§ REQUIREMENT
Which lines run from the one containing "[point] every instance of the carved" through the end of the material? Reproduce them exactly.

§ DATA UNDER STUDY
━━━━

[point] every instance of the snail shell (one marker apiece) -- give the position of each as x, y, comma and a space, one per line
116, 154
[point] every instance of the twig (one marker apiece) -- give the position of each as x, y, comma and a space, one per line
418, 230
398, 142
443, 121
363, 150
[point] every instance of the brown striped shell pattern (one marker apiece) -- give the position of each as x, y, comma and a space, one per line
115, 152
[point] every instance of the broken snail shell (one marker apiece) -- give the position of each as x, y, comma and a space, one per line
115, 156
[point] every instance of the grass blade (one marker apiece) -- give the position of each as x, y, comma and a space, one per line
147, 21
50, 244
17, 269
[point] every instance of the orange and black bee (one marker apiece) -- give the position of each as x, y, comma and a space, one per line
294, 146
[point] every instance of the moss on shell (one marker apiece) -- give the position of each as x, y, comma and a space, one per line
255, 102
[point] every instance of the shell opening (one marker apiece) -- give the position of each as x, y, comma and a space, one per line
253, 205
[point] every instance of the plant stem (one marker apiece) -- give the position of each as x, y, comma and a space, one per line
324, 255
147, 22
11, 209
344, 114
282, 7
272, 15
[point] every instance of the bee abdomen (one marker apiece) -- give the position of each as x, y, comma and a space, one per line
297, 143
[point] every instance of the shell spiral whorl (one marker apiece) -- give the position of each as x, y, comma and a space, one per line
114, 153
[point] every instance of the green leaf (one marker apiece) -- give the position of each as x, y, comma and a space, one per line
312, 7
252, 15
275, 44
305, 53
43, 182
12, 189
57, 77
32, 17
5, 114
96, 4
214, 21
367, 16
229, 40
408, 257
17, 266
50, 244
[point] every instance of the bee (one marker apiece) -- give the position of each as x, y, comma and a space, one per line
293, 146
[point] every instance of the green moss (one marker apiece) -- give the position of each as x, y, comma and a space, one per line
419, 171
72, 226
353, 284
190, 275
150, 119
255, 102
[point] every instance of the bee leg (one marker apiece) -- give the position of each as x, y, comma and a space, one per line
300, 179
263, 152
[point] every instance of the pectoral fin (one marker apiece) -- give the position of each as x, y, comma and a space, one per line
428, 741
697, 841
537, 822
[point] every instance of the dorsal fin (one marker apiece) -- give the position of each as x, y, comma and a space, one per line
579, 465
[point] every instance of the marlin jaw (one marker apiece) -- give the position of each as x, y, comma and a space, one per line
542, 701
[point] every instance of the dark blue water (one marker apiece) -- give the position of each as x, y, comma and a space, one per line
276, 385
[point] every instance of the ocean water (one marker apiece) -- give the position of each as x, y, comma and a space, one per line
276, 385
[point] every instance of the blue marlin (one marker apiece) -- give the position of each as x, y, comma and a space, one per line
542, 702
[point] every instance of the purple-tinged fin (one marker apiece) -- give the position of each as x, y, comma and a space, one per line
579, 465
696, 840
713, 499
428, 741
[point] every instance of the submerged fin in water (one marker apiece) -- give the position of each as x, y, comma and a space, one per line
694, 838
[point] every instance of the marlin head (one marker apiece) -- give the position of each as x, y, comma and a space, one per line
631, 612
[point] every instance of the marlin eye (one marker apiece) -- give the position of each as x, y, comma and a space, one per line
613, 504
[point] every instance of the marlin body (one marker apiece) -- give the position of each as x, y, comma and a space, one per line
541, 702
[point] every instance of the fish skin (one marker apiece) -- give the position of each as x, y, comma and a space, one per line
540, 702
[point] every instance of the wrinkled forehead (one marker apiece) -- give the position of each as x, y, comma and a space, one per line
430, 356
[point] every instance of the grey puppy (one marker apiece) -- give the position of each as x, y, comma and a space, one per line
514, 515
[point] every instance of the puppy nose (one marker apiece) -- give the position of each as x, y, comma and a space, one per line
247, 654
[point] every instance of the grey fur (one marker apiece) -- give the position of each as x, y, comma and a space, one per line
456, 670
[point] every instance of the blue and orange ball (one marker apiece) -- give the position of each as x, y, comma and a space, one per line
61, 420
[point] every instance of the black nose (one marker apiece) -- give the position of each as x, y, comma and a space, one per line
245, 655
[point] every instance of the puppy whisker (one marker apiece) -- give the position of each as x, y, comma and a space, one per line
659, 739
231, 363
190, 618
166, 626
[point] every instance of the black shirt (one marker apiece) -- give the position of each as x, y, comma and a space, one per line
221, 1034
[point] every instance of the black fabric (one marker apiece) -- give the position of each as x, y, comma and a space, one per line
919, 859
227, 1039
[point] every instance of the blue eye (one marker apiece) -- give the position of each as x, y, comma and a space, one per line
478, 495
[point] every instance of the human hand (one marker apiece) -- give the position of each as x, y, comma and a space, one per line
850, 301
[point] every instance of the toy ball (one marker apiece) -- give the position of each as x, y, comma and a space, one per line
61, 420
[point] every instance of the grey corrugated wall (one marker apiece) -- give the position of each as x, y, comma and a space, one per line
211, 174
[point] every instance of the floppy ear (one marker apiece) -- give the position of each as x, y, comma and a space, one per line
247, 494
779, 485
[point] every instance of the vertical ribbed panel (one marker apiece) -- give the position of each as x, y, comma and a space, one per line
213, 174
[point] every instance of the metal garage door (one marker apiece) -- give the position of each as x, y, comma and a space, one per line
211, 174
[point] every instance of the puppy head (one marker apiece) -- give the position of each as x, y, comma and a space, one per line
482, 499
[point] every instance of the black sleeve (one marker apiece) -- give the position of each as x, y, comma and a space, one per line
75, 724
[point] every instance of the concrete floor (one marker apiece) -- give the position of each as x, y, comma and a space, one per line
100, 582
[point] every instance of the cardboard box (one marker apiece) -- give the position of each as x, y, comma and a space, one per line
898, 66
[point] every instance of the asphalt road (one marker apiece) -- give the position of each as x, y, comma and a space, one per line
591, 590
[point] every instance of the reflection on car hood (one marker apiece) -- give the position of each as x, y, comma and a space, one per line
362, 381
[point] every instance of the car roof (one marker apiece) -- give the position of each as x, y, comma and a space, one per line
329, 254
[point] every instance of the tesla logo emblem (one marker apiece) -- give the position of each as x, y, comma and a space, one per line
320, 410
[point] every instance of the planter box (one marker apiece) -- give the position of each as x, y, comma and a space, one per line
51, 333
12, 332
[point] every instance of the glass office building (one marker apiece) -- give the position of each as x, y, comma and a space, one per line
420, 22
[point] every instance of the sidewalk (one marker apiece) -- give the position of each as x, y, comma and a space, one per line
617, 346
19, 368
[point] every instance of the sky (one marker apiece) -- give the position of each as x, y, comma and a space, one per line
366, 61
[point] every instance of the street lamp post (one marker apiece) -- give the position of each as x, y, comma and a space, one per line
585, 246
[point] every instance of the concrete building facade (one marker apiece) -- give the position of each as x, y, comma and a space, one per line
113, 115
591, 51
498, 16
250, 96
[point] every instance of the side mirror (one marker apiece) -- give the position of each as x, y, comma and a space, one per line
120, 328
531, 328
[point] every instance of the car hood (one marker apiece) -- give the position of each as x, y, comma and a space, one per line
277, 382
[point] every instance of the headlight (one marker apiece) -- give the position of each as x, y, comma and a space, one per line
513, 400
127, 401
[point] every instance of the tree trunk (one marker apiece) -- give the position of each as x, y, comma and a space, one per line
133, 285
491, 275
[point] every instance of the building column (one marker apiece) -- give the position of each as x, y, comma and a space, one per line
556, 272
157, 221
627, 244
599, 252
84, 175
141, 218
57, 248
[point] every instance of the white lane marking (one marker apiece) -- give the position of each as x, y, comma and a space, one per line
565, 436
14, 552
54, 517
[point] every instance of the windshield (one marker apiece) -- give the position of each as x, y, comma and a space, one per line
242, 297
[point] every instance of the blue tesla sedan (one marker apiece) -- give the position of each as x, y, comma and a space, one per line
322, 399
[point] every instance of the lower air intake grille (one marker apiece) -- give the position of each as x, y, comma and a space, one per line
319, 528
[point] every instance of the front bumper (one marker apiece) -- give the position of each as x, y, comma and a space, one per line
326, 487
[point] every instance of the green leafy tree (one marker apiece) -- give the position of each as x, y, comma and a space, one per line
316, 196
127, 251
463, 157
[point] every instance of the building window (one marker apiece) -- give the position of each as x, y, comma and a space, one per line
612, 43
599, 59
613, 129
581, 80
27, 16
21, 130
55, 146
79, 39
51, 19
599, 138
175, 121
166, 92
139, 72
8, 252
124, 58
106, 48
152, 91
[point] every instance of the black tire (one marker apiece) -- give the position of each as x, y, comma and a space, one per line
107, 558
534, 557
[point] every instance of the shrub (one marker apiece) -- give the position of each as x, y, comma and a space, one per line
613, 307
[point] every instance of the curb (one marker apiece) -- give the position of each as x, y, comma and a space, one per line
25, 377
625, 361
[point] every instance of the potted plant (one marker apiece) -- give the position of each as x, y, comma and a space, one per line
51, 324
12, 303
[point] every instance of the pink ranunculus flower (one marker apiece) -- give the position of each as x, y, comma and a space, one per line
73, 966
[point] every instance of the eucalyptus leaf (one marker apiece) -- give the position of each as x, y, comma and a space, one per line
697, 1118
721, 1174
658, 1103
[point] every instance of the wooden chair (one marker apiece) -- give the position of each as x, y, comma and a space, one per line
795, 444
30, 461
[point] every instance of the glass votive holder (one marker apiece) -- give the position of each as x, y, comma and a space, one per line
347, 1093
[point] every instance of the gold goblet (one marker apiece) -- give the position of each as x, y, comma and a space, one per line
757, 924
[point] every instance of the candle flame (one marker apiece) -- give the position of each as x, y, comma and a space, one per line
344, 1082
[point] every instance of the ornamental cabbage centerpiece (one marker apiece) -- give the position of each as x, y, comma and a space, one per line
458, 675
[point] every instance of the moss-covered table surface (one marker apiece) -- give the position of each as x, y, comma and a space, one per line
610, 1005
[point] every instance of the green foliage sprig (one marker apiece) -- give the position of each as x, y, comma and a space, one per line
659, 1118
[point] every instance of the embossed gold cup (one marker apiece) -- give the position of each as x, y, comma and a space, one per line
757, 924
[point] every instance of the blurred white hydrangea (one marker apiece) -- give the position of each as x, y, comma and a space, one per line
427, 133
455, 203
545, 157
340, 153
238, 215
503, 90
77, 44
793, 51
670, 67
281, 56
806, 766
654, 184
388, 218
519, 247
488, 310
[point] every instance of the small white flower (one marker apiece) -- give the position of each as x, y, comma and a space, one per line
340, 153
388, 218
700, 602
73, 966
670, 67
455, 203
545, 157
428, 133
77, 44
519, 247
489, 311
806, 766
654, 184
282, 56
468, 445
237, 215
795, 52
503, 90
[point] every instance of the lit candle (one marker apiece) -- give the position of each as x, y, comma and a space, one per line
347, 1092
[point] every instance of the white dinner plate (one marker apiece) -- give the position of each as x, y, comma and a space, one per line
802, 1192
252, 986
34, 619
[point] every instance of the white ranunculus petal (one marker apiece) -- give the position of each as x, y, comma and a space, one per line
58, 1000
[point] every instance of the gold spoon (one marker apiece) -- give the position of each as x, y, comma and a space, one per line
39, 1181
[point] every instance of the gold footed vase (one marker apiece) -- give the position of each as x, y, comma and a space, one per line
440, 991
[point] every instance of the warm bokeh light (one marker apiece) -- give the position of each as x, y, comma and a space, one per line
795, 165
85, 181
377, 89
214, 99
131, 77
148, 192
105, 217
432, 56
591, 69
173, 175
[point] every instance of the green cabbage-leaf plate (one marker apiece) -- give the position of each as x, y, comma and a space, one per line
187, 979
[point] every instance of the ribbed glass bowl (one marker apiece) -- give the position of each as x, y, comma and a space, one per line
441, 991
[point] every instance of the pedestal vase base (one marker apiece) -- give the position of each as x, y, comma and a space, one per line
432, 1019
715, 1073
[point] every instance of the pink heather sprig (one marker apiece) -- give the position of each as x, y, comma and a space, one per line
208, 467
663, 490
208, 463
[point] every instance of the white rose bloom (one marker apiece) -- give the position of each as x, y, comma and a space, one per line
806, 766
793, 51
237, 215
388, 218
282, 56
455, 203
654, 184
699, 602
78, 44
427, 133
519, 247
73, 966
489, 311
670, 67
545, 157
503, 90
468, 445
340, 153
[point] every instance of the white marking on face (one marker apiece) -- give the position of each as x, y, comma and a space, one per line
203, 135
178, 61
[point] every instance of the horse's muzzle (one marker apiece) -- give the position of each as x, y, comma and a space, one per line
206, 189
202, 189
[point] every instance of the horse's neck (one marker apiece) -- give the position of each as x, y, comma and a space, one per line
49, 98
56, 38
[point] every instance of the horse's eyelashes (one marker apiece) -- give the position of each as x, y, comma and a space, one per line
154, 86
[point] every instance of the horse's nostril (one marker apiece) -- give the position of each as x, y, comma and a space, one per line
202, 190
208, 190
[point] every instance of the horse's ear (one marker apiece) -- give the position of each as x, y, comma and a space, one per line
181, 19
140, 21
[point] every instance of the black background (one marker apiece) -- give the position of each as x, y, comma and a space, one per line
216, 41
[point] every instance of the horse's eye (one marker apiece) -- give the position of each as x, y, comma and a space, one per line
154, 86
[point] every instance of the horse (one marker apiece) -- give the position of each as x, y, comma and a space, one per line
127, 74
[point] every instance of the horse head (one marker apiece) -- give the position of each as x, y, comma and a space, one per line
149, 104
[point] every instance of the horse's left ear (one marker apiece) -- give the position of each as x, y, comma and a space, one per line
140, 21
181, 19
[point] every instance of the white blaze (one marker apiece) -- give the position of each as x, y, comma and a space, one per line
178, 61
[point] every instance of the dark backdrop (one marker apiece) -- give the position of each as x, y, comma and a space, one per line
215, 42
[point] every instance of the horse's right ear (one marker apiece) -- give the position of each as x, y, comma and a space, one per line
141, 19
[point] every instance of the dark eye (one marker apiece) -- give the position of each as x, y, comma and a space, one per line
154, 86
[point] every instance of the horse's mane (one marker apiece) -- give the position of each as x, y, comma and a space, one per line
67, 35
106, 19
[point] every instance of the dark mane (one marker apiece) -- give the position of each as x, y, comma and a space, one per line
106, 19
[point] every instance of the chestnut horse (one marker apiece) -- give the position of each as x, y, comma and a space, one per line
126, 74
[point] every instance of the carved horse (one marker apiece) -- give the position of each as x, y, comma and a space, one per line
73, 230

━━━━

§ EXPECTED OUTPUT
[point] every instance of the carved horse (one marker apiece) -- give the position of each as x, y, comma and a space, one per line
73, 230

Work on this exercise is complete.